SUPPLIED MATERIAL »
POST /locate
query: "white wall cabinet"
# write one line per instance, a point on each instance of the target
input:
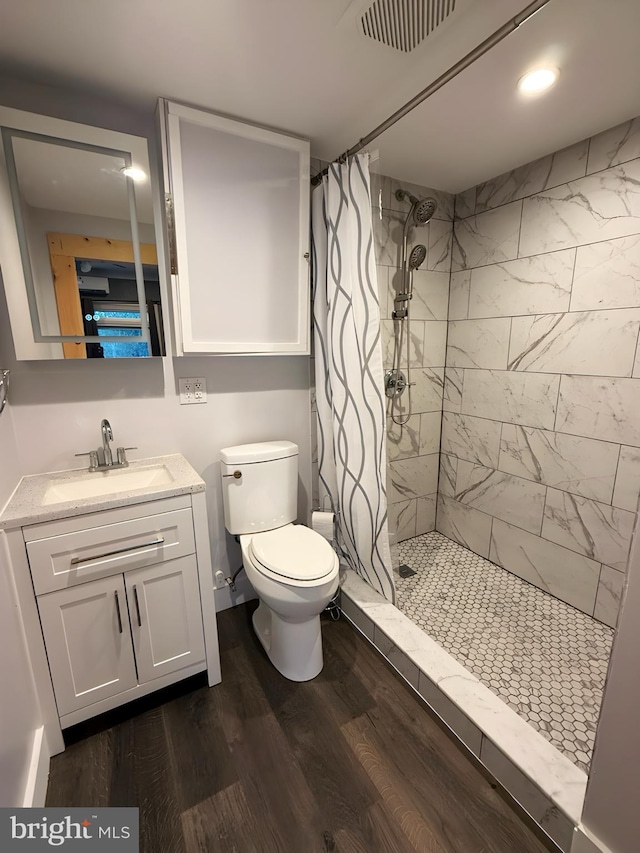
(239, 231)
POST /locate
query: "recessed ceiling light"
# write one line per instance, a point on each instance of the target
(538, 80)
(134, 173)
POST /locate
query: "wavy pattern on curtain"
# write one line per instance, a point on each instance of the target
(349, 376)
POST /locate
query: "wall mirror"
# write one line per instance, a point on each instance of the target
(77, 240)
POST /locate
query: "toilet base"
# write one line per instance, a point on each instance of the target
(294, 648)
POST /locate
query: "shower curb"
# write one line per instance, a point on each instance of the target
(540, 778)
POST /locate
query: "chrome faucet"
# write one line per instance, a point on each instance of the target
(102, 458)
(107, 436)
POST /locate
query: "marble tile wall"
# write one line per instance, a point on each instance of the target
(413, 448)
(540, 467)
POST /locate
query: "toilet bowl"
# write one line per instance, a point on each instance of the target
(294, 572)
(293, 569)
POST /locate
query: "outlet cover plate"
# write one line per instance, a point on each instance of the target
(192, 391)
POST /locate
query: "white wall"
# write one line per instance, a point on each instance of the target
(611, 804)
(19, 711)
(58, 406)
(39, 222)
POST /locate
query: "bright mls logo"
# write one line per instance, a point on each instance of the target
(69, 829)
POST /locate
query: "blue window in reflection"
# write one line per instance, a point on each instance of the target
(126, 349)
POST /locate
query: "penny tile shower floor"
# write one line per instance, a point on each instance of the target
(545, 659)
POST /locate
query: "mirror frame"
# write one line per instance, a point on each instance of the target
(29, 341)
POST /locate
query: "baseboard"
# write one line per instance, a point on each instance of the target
(35, 792)
(225, 598)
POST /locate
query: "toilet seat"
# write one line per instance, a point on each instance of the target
(293, 554)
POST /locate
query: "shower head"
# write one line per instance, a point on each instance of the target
(421, 209)
(417, 256)
(424, 210)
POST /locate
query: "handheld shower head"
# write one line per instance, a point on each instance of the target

THE REQUEST » Copy each line in full and exactly, omitting any picture.

OUTPUT FOR THIS EXERCISE »
POST /locate
query: "white wall cabinet"
# write one line per instance, a point on each instance of the target
input:
(239, 231)
POST /locate
query: "recessed ceiling light"
# write one line per instance, a point on each instance of the target
(538, 80)
(134, 173)
POST /locate
query: "wavy pattern on curtain"
# write one line per instance, a point on each instance of the target
(349, 376)
POST /locate
query: "wall mirror"
# write one line per instance, a point on each instance of the target
(77, 240)
POST /locate
query: "toilet base"
# write one line per instance, a point on each instance of the target
(294, 648)
POST /locate
query: "shower curb"
# write one line per instance, a point on each instance of the target
(540, 778)
POST /locate
query: "chrome faucet"
# write one line per instance, a point on each instance of the target
(102, 458)
(107, 436)
POST /locate
query: "marble tile wall"
# write one line per instance, a point on each instance of the target
(413, 448)
(540, 467)
POST /locate
query: "toilet bowl"
# write one line per instance, a point on each instance of the target
(294, 572)
(293, 569)
POST /locate
query: "outlet cover plate"
# write one line per instance, a point on each instance of the target
(192, 391)
POST /locate
query: "white wall"
# write one line per instance, a point on each instance of the target
(611, 804)
(19, 711)
(58, 406)
(39, 222)
POST /locate
query: "bright mls logo"
# write one line per instance, a point on each instance of the target
(69, 829)
POST /locate
query: "blue window in reflection"
# write one line per instance, a point on each instance of the target
(126, 349)
POST /locate
query: "penny tile shower floor"
# write one line per instance, a point on each instance of the target
(545, 659)
POST /locate
query: "mirror frame"
# write one line per instance, a point on each instance of the target
(29, 341)
POST /locate
query: "baseboard"
# write one line per instance, a point on each instance of the target
(35, 792)
(225, 598)
POST /locate
query: "toilet seat"
# write one line per instance, a point on each instance of the target
(293, 554)
POST /locate
query: "shower head"
# write one line per instance, a point on each instance of the target
(421, 209)
(417, 256)
(424, 210)
POST /locate
query: "handheld shower head"
# write one line per instance, a point on each instance of the target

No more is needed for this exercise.